- [EXERCISE GOAL] Copy out each of the records below word for word, leaving nothing out and changing nothing.

- [DATASET ROWS]
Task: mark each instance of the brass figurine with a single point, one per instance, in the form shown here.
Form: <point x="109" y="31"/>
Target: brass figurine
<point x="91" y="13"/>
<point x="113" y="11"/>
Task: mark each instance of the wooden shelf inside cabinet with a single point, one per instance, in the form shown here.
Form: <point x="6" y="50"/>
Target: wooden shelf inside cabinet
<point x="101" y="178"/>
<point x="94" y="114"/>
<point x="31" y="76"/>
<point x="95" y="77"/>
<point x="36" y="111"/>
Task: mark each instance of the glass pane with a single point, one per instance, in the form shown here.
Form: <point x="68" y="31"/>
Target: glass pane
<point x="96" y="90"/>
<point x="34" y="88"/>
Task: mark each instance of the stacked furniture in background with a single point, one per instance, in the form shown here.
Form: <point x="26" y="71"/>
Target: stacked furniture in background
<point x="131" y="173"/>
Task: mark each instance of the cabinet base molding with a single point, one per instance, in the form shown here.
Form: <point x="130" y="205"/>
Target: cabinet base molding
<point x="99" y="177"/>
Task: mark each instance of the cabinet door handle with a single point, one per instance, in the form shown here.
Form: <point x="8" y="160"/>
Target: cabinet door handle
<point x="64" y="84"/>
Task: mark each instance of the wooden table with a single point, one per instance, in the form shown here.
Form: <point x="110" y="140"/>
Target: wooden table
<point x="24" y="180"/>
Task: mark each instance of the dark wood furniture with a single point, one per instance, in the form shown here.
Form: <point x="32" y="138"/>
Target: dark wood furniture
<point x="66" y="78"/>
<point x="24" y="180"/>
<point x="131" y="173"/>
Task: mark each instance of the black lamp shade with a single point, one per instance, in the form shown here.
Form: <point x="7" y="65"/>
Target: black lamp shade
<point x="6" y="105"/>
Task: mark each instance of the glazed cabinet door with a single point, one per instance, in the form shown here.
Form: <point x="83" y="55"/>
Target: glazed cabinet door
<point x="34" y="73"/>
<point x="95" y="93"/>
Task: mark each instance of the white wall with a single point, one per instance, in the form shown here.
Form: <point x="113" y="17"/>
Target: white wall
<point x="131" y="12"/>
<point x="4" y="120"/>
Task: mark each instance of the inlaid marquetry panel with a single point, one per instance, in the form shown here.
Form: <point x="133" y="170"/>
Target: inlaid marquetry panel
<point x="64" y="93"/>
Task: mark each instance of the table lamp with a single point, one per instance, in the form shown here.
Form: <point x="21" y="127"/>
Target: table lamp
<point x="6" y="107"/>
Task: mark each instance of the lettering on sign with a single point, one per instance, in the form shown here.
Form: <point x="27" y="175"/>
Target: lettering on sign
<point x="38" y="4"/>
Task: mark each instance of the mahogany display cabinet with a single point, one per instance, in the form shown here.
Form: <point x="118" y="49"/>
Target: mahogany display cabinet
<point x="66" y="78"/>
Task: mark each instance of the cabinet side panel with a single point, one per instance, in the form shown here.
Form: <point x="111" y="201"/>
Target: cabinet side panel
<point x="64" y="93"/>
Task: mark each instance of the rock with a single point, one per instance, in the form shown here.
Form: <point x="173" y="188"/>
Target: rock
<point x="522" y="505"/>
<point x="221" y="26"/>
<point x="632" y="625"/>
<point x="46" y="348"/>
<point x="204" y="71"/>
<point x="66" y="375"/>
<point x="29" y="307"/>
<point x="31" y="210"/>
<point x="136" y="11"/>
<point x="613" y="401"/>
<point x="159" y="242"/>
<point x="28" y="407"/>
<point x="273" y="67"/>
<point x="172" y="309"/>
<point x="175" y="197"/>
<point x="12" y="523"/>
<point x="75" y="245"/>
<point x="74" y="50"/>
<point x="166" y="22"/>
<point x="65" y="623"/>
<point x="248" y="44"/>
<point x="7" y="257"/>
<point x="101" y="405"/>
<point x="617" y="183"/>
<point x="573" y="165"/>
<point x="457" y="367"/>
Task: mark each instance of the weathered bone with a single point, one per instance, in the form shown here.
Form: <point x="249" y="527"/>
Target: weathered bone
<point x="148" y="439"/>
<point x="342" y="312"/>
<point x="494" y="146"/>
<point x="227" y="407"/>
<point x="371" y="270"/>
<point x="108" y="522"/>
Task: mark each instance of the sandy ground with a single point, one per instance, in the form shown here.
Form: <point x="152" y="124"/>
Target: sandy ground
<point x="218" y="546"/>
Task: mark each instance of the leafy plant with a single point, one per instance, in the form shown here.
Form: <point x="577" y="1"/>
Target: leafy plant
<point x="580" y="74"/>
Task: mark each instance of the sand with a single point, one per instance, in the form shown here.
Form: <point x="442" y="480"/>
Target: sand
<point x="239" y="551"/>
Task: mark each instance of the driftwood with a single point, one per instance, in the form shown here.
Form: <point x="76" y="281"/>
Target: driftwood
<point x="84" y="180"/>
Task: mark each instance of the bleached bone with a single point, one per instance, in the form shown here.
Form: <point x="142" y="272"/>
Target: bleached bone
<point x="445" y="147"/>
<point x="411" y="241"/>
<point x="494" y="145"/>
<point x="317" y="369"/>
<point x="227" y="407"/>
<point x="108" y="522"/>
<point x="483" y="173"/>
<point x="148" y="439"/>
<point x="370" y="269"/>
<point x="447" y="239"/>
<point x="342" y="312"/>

- [EXERCISE ANSWER]
Task: mark each instance of the brass figurine with a single point, one per instance, in the form shown here.
Form: <point x="109" y="31"/>
Target: brass figurine
<point x="91" y="13"/>
<point x="113" y="11"/>
Task: mark each instance of the wooden shelf inside cabinet with a single point, one per instance, in the form shown here.
Form: <point x="6" y="50"/>
Target: wooden shelf inside cabinet
<point x="101" y="178"/>
<point x="94" y="114"/>
<point x="31" y="76"/>
<point x="95" y="77"/>
<point x="36" y="111"/>
Task: mark each instance of the glass pane with a single point, one per instance, in the form shown here.
Form: <point x="68" y="31"/>
Target: glass pane
<point x="96" y="90"/>
<point x="34" y="88"/>
Task: mark each instance of the stacked furniture in background with a single point, one per instance, in the form shown here.
Form: <point x="26" y="71"/>
Target: stacked furniture in background
<point x="131" y="173"/>
Task: mark each instance of the cabinet base molding with a single point, one per instance, in the form shown here.
Form: <point x="130" y="205"/>
Target: cabinet base molding
<point x="99" y="177"/>
Task: mark each instance of the cabinet door handle with a single point, one per instance, in the form shown here.
Form: <point x="8" y="160"/>
Target: cabinet door handle
<point x="64" y="84"/>
Task: mark each instance of the wooden table with a single point, one per instance, in the form shown here.
Form: <point x="110" y="140"/>
Target: wooden table
<point x="24" y="180"/>
Task: mark each instance of the dark wood furniture with a single point, one per instance, in the form shown here.
Form: <point x="32" y="138"/>
Target: dark wood furniture
<point x="66" y="78"/>
<point x="24" y="180"/>
<point x="131" y="173"/>
Task: mark each instance of the black lamp shade with a single point, one per instance, in the form shown here.
Form: <point x="7" y="65"/>
Target: black lamp shade
<point x="6" y="105"/>
Task: mark each instance of the glazed cabinet door with a single point, one per instance, in the form shown here.
Form: <point x="83" y="55"/>
Target: glazed cabinet door
<point x="34" y="73"/>
<point x="95" y="93"/>
Task: mark each instance of the white wall with a single point, one per instance, in the form shown here.
Form: <point x="113" y="17"/>
Target: white wall
<point x="131" y="12"/>
<point x="4" y="120"/>
Task: mark each instance of the inlaid marquetry panel with a single point, one per instance, in the form shown here.
Form: <point x="133" y="170"/>
Target: inlaid marquetry panel
<point x="64" y="93"/>
Task: mark each instance of the table lamp with a single point, one per instance, in the form shown here.
Form: <point x="21" y="127"/>
Target: table lamp
<point x="6" y="107"/>
Task: mark each instance of the lettering on sign with a single point, one per instance, in the form shown here.
Form: <point x="27" y="175"/>
Target: lettering on sign
<point x="38" y="4"/>
Task: mark each instance of the mahogany display cabinet with a single point, one per instance, in the form shown here.
Form: <point x="118" y="49"/>
Target: mahogany display cabinet
<point x="66" y="78"/>
Task: mark each instance of the cabinet side panel with a single point, one per instance, in the form shown here.
Form: <point x="111" y="201"/>
Target: cabinet side panel
<point x="64" y="93"/>
Task: mark each instance of the rock with a single point, one per instance, in the form shown here.
Form: <point x="173" y="188"/>
Target: rock
<point x="522" y="505"/>
<point x="221" y="26"/>
<point x="632" y="625"/>
<point x="46" y="348"/>
<point x="204" y="71"/>
<point x="66" y="375"/>
<point x="29" y="307"/>
<point x="31" y="210"/>
<point x="136" y="11"/>
<point x="613" y="401"/>
<point x="159" y="242"/>
<point x="28" y="407"/>
<point x="273" y="67"/>
<point x="172" y="309"/>
<point x="175" y="197"/>
<point x="12" y="523"/>
<point x="75" y="245"/>
<point x="74" y="50"/>
<point x="166" y="22"/>
<point x="65" y="623"/>
<point x="248" y="44"/>
<point x="7" y="257"/>
<point x="101" y="405"/>
<point x="617" y="183"/>
<point x="573" y="165"/>
<point x="457" y="367"/>
Task: mark each instance of the weathered bone with a single point, one per instance, in the form shown here.
Form: <point x="249" y="527"/>
Target: weathered bone
<point x="148" y="439"/>
<point x="342" y="312"/>
<point x="494" y="146"/>
<point x="227" y="407"/>
<point x="371" y="270"/>
<point x="108" y="522"/>
Task: mark each instance of the sandy ground with a single point, one per instance, in the form shown here.
Form: <point x="152" y="124"/>
Target: sandy ground
<point x="218" y="546"/>
Task: mark each instance of the leafy plant with a single point, one per instance, in the form shown here.
Form: <point x="577" y="1"/>
Target: leafy plant
<point x="580" y="74"/>
Task: mark each instance of the sand with a single point, one per instance, in the form shown here.
Form: <point x="442" y="480"/>
Target: sand
<point x="239" y="551"/>
Task: mark each instance of the driftwood with a single point, one per instance, in the form shown here.
Form: <point x="76" y="281"/>
Target: driftwood
<point x="84" y="180"/>
Task: mark each instance of the bleached bone with a single point, one per instance, in the form shown here.
Form: <point x="142" y="272"/>
Target: bleached bone
<point x="445" y="147"/>
<point x="411" y="241"/>
<point x="494" y="145"/>
<point x="317" y="369"/>
<point x="227" y="407"/>
<point x="108" y="522"/>
<point x="483" y="173"/>
<point x="148" y="439"/>
<point x="370" y="269"/>
<point x="447" y="239"/>
<point x="342" y="312"/>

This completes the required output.